The problem >>
Reproduce every row below word for word, omitting the pictures.

Extracted entries >>
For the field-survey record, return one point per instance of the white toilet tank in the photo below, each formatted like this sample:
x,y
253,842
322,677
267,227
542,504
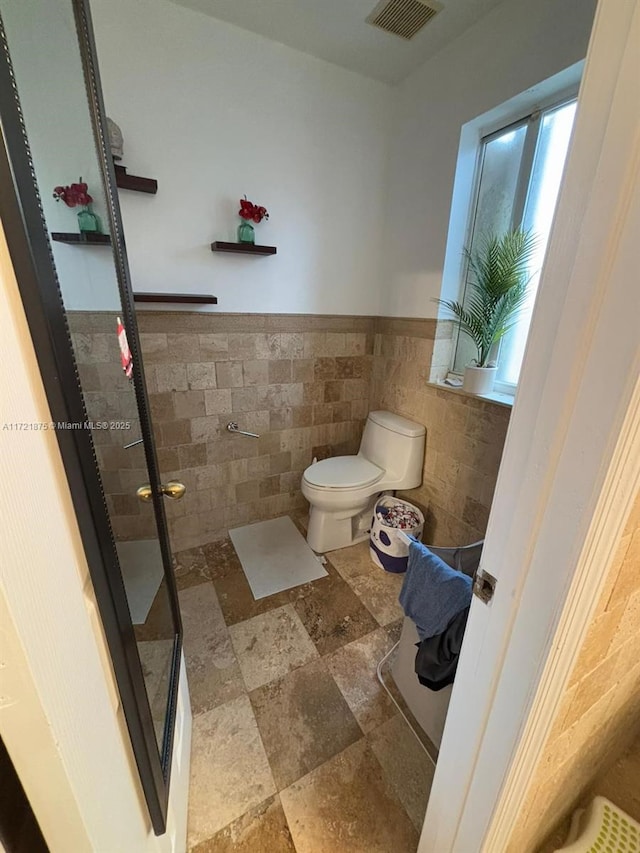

Solution to this problem >>
For the field-survey record, return one point per instance of the white toilet tank in the photo below, each formatted like this sample:
x,y
253,842
322,677
267,227
542,504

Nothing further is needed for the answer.